Filter the lines below, keeping every one that contains the word "lantern", and copy those lines out.

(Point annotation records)
╭──

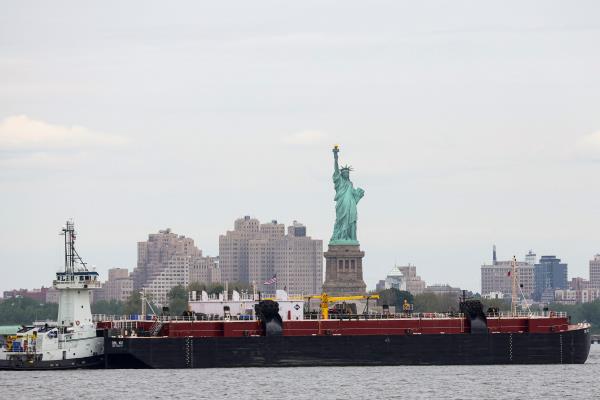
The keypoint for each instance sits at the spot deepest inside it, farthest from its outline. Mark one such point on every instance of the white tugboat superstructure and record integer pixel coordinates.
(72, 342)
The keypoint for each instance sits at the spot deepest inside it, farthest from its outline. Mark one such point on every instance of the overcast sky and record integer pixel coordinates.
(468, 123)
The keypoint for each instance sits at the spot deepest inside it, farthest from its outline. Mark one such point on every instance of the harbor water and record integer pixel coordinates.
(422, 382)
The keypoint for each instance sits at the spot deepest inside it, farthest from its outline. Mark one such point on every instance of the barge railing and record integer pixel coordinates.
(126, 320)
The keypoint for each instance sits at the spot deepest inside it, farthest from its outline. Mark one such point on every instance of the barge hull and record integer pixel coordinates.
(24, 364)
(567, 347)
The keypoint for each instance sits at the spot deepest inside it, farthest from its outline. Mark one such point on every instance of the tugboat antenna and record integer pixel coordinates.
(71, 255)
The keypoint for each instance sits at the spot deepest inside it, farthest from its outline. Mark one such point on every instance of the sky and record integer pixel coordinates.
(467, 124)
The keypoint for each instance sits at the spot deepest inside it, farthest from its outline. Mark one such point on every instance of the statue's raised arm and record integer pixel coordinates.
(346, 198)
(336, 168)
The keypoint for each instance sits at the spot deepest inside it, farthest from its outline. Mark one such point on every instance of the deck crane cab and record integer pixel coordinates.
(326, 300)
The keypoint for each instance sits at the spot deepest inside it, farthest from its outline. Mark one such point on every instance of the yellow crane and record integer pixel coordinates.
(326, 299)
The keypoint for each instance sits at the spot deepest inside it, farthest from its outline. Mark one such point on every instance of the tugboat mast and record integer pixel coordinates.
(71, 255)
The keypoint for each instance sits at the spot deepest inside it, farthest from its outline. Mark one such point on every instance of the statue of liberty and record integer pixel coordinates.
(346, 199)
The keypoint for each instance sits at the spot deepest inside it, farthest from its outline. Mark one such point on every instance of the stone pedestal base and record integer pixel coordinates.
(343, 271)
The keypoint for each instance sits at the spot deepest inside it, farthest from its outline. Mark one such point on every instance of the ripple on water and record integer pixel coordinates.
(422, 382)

╰──
╭──

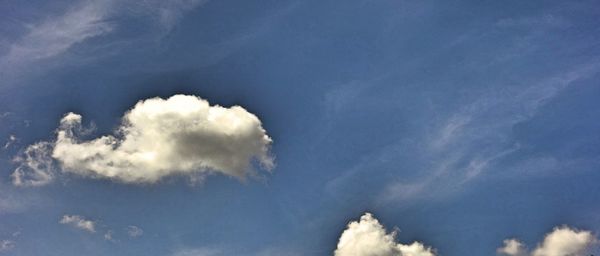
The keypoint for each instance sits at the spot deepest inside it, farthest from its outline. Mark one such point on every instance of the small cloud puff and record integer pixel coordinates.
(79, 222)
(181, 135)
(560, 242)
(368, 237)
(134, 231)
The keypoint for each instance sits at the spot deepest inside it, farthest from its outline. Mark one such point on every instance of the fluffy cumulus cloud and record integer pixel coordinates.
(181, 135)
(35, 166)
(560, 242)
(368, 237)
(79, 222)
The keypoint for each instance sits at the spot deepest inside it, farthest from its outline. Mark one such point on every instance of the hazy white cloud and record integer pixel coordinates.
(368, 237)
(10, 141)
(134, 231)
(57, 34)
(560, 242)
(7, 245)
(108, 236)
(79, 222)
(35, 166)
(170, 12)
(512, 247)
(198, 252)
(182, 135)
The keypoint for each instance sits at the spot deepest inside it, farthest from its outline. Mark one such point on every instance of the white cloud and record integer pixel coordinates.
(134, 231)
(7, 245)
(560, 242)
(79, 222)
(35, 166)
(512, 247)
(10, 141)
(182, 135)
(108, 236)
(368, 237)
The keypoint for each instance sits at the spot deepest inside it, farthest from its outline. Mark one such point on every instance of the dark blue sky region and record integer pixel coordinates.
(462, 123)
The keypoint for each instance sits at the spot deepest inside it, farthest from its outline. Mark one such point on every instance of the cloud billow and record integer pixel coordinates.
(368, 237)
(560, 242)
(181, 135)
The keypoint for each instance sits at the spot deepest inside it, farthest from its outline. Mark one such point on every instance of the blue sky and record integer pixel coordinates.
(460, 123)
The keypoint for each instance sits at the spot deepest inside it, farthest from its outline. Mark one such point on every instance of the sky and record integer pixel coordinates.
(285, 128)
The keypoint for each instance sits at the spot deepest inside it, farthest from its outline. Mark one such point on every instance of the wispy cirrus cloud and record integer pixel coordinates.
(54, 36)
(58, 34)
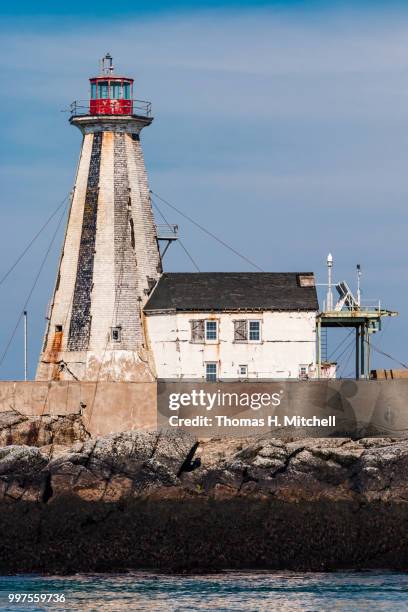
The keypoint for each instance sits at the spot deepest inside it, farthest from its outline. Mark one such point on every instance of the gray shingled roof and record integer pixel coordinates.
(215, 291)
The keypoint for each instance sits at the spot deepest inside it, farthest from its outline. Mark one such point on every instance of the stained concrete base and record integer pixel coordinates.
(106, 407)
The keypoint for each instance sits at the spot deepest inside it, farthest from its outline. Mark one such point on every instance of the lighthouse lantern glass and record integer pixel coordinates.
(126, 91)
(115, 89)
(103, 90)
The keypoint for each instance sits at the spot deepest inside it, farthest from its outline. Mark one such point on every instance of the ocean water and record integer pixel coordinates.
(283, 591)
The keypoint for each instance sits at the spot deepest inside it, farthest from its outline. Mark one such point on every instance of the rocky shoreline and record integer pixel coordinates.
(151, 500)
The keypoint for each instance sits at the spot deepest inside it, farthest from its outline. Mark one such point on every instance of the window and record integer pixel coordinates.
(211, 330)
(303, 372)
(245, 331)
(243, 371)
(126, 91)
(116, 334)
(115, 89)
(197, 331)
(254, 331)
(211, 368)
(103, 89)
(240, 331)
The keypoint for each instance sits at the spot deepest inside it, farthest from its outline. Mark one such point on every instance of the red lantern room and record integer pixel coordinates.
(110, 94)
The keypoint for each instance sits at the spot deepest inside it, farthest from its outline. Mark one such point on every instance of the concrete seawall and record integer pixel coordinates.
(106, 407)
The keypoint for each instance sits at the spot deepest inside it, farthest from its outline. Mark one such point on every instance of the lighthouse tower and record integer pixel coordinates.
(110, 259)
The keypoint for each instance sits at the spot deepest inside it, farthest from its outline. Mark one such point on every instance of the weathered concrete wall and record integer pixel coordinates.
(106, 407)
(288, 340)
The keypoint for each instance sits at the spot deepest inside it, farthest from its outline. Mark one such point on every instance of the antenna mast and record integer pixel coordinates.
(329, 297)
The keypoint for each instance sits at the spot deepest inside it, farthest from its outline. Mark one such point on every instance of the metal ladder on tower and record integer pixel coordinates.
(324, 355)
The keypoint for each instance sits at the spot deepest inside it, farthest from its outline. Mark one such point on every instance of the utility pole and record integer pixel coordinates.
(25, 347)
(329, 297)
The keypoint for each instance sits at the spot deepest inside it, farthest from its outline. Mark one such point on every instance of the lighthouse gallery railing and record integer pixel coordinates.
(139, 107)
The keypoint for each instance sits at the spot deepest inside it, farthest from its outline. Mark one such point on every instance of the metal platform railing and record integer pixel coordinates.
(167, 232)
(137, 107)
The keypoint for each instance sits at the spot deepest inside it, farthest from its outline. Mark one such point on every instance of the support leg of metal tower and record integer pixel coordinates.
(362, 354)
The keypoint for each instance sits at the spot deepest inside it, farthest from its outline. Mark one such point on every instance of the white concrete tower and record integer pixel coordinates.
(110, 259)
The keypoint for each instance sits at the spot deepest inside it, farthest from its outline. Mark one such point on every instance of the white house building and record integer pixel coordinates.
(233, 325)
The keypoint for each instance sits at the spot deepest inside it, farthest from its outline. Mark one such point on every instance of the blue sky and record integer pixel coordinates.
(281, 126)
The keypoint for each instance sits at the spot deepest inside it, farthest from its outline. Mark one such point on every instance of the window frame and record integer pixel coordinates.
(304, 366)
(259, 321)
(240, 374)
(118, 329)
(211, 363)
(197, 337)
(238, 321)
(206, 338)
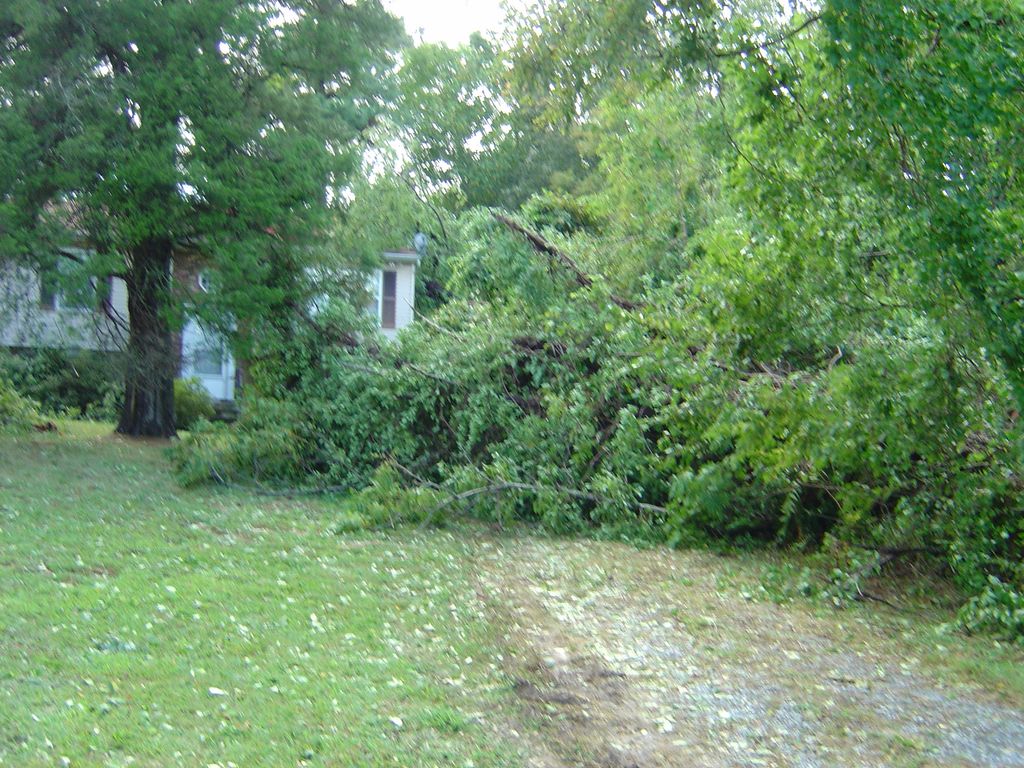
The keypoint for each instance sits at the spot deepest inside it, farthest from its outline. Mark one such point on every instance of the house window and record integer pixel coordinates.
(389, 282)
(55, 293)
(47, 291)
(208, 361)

╰──
╭──

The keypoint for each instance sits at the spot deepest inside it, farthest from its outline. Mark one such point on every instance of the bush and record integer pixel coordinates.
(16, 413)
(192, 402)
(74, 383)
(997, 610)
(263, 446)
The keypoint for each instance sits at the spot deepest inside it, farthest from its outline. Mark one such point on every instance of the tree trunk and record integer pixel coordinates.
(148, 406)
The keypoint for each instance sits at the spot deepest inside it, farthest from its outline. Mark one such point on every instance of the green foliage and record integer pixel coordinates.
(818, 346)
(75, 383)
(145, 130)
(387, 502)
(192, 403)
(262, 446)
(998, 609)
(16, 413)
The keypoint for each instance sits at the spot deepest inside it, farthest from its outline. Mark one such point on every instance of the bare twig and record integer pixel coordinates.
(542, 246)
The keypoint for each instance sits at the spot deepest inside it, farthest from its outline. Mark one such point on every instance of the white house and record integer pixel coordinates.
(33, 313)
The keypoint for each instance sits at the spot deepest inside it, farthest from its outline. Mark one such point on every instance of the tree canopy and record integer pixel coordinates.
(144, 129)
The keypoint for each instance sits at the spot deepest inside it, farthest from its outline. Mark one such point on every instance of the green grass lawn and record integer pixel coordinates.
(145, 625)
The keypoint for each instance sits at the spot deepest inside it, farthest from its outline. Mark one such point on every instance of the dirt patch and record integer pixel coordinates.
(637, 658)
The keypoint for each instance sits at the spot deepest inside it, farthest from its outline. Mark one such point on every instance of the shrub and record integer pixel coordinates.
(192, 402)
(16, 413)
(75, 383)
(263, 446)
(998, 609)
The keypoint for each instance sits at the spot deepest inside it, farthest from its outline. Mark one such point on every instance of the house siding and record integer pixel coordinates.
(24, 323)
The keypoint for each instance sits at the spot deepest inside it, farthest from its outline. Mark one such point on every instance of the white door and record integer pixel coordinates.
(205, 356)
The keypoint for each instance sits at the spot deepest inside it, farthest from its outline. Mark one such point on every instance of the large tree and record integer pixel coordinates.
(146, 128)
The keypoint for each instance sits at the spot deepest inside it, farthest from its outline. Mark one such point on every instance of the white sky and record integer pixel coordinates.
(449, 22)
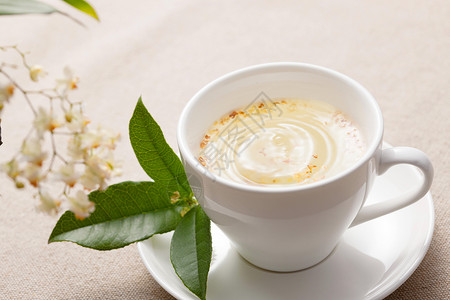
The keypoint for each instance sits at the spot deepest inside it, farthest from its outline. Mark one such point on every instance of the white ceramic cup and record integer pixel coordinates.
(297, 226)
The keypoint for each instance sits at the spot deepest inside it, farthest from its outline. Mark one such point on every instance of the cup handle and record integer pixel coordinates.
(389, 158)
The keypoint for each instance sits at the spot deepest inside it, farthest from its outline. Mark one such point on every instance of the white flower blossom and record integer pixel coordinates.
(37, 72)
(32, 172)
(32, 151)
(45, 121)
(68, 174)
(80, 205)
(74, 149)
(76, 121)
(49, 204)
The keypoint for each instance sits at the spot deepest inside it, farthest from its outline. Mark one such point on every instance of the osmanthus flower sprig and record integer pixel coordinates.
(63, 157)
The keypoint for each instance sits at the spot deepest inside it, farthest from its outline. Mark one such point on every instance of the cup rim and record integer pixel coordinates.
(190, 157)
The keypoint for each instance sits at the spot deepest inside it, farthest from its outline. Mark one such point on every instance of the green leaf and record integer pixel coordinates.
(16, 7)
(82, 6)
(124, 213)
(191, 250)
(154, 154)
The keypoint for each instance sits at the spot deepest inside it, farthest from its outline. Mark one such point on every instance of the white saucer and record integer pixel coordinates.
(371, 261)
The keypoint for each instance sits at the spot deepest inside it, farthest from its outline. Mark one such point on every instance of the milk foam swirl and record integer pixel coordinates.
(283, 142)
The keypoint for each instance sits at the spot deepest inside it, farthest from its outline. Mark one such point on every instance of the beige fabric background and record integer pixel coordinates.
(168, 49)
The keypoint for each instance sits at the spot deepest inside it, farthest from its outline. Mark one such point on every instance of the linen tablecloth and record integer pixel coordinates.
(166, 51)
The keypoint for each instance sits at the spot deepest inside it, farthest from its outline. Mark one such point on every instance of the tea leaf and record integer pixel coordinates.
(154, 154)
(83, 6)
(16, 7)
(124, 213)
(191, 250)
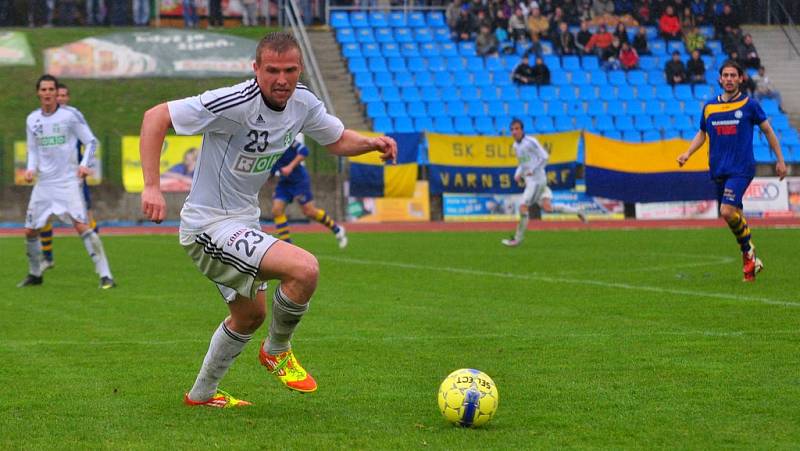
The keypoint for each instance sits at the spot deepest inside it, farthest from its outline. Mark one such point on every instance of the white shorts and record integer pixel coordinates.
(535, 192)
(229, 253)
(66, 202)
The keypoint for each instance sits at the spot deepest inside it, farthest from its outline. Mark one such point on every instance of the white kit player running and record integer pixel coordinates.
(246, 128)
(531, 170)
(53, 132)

╰──

**Task result**
The keypoint for each instance sits at the spot deepest inside it, farthest from its outline. Mark one such point on every instance of the lighthouse lantern glass and record integer pixel coordinates.
The keypoint for each instance sits at the spot deepest inside it, farthest from its outline. Mark one such point on every instance of the red lantern room and record integer pixel coordinates.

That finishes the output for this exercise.